Stored records —

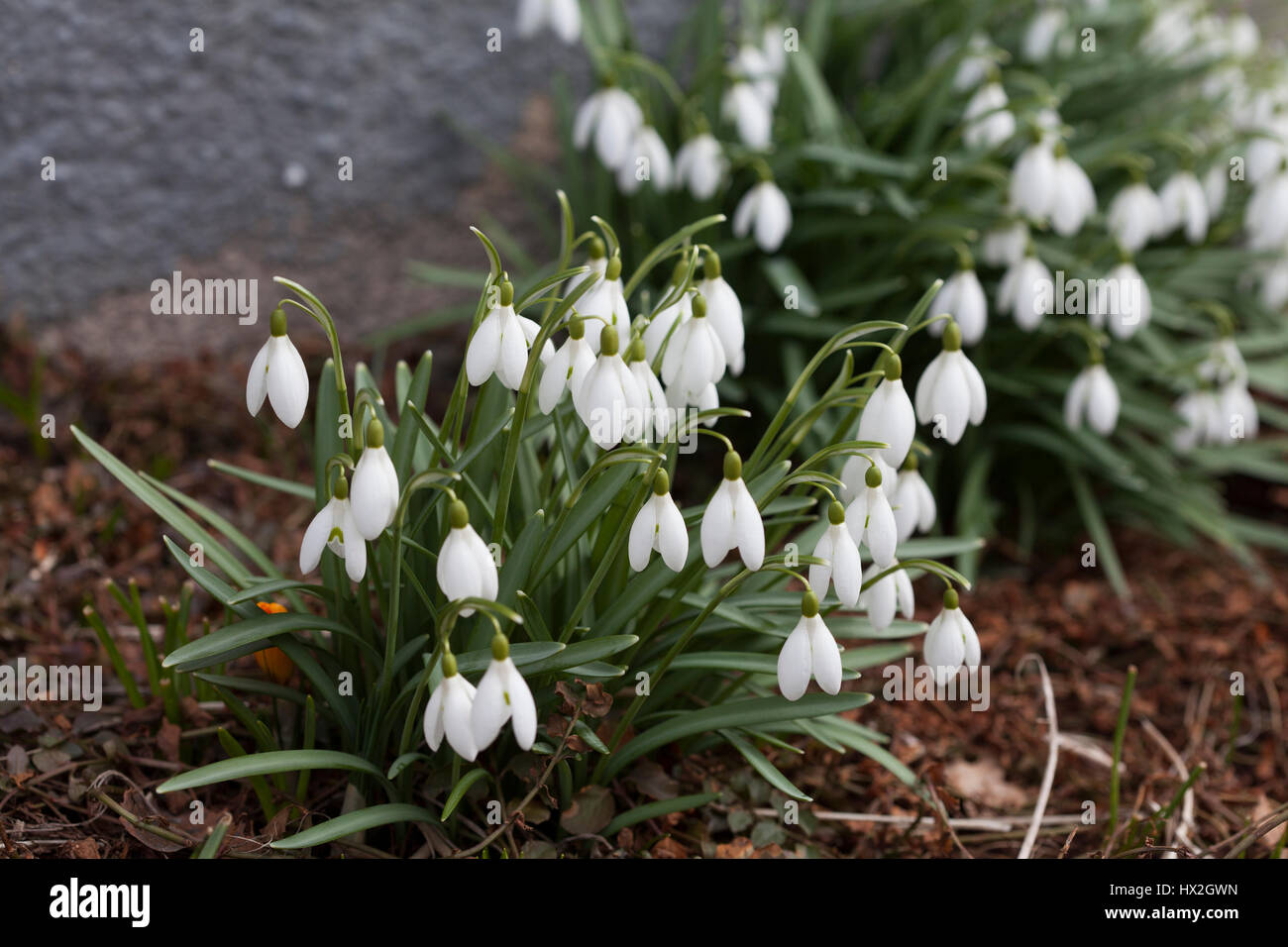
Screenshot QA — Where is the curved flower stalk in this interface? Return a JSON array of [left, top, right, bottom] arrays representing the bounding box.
[[1108, 180, 1163, 254], [890, 454, 936, 543], [691, 250, 747, 377], [662, 292, 725, 407], [471, 631, 537, 751], [845, 466, 899, 569], [574, 326, 645, 451], [465, 277, 554, 391], [914, 323, 988, 445], [537, 314, 595, 415], [572, 85, 644, 171], [349, 417, 399, 540], [700, 450, 765, 573], [859, 559, 915, 631], [424, 651, 480, 763], [246, 307, 309, 428], [675, 132, 729, 201], [808, 500, 863, 608], [627, 471, 690, 573], [994, 250, 1055, 339], [733, 180, 793, 254], [1064, 361, 1120, 437], [778, 591, 842, 701], [577, 254, 631, 355], [922, 588, 980, 683], [859, 353, 917, 466], [518, 0, 581, 46], [300, 474, 368, 582], [435, 500, 498, 617], [927, 266, 989, 346]]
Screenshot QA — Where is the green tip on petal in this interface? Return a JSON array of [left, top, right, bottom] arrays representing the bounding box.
[[447, 500, 471, 530], [944, 320, 962, 352], [725, 451, 742, 480], [492, 631, 510, 661], [886, 352, 903, 381], [802, 591, 818, 618], [599, 326, 618, 356]]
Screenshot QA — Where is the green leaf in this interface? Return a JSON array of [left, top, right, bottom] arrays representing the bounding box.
[[270, 802, 435, 850]]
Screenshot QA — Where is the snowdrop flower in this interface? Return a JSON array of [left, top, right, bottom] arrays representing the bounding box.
[[537, 313, 595, 415], [1064, 362, 1120, 437], [1218, 381, 1259, 443], [1087, 261, 1154, 339], [962, 80, 1015, 150], [845, 467, 899, 569], [675, 132, 729, 201], [1172, 389, 1225, 451], [662, 292, 725, 407], [577, 254, 631, 355], [1243, 167, 1288, 250], [778, 591, 841, 701], [519, 0, 581, 46], [300, 474, 368, 582], [913, 325, 988, 445], [1158, 171, 1208, 244], [926, 267, 984, 345], [699, 451, 765, 573], [1010, 138, 1059, 220], [574, 326, 644, 451], [859, 559, 915, 631], [626, 339, 671, 443], [246, 309, 309, 428], [644, 266, 695, 362], [349, 417, 398, 540], [890, 454, 936, 543], [841, 451, 899, 504], [425, 651, 480, 762], [858, 352, 917, 467], [572, 85, 644, 171], [729, 44, 787, 111], [922, 588, 980, 684], [617, 125, 671, 194], [808, 500, 863, 608], [999, 250, 1055, 338], [698, 250, 747, 376], [720, 80, 774, 151], [733, 180, 793, 254], [465, 277, 543, 391], [434, 500, 497, 617], [978, 220, 1029, 267], [1051, 142, 1096, 237], [626, 471, 690, 573], [1108, 180, 1163, 254], [471, 633, 537, 751]]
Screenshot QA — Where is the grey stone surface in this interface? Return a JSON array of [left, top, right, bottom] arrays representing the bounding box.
[[0, 0, 683, 323]]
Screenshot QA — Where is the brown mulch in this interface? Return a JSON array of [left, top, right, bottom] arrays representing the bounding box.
[[0, 324, 1288, 858]]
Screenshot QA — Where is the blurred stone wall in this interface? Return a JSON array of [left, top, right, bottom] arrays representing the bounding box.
[[0, 0, 684, 347]]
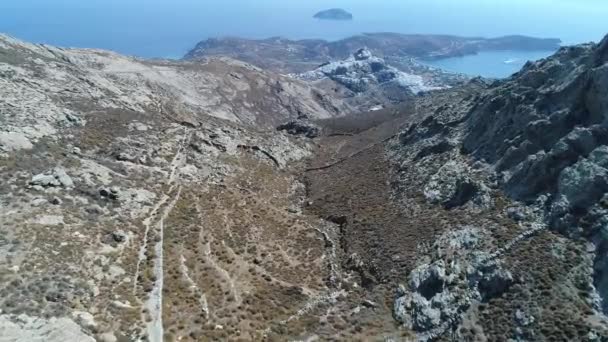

Work to complete — Rewrite the lines above with every "interface" changed to "photo" and all other text kept the same. Omit the pictures.

Task output —
Screenshot QA — Where is the curved flower stalk in this photo? Return a JSON array of [left, top, right, bottom] arrays representing the bounding box.
[[1108, 180, 1163, 254], [890, 454, 936, 543], [691, 250, 747, 377], [662, 292, 725, 407], [471, 631, 537, 751], [845, 466, 899, 569], [574, 326, 645, 451], [465, 277, 554, 391], [914, 323, 988, 445], [537, 314, 595, 415], [572, 85, 644, 171], [349, 417, 399, 540], [700, 450, 765, 573], [859, 559, 915, 631], [424, 651, 480, 763], [246, 307, 309, 428], [675, 132, 729, 201], [808, 500, 863, 608], [627, 471, 690, 573], [994, 250, 1055, 339], [733, 180, 793, 254], [1064, 361, 1120, 437], [778, 591, 842, 701], [577, 254, 631, 355], [922, 588, 980, 683], [859, 353, 917, 466], [518, 0, 581, 46], [300, 474, 368, 582], [435, 500, 498, 617], [927, 266, 989, 346]]
Screenshot QA — Where is the green tip on petal in this photo? Return a JSON array of [left, top, right, bottom] arrays representing the bounding box.
[[447, 500, 471, 530], [944, 320, 962, 352], [725, 451, 742, 480], [492, 631, 510, 661], [886, 352, 903, 381], [802, 591, 818, 618], [599, 326, 618, 356]]
Screenshot QA — Where is the green leaf in this photo? Return a JSON array of [left, top, right, bottom] arrays representing the bounding box.
[[270, 802, 435, 850]]
Screenshot QA — Where is the snowdrop flower in this photo? Return a JSON array of [left, top, right, bottom] arrays representing the bounding box.
[[537, 313, 595, 415], [1064, 362, 1120, 437], [1218, 381, 1259, 443], [1087, 261, 1154, 339], [962, 80, 1015, 150], [845, 467, 899, 569], [675, 132, 729, 201], [1172, 389, 1225, 451], [662, 292, 725, 407], [577, 254, 631, 355], [1243, 167, 1288, 250], [778, 591, 841, 701], [519, 0, 581, 46], [300, 474, 368, 582], [913, 325, 988, 445], [1158, 171, 1208, 244], [926, 267, 984, 345], [699, 451, 765, 573], [1010, 138, 1059, 220], [574, 326, 644, 451], [859, 559, 915, 631], [626, 339, 671, 443], [246, 309, 309, 428], [644, 266, 695, 362], [349, 417, 398, 540], [890, 454, 936, 543], [841, 451, 899, 504], [425, 651, 480, 762], [858, 352, 917, 467], [572, 85, 644, 171], [729, 44, 787, 111], [922, 588, 980, 684], [617, 125, 671, 194], [808, 500, 863, 608], [999, 250, 1055, 338], [698, 250, 747, 376], [720, 80, 774, 151], [733, 180, 793, 254], [465, 277, 543, 391], [434, 500, 497, 617], [978, 220, 1029, 267], [1051, 142, 1096, 237], [626, 471, 690, 573], [1108, 180, 1163, 254], [471, 633, 537, 751]]
Screenshot QA — Where is the grey stone surface in this photo? Return a JSON array of [left, top, right, bottom] arrays representing the bounding box.
[[0, 0, 683, 323]]
Screenshot QA — Where is the brown mulch in this photo? Return a JSON array of [left, top, right, bottom] arrays representing the bounding box.
[[0, 324, 1288, 858]]
Screenshot QA — Where is the blurred stone wall in this photo? Return a JSON array of [left, top, right, bottom] arrays representing the bounding box.
[[0, 0, 684, 347]]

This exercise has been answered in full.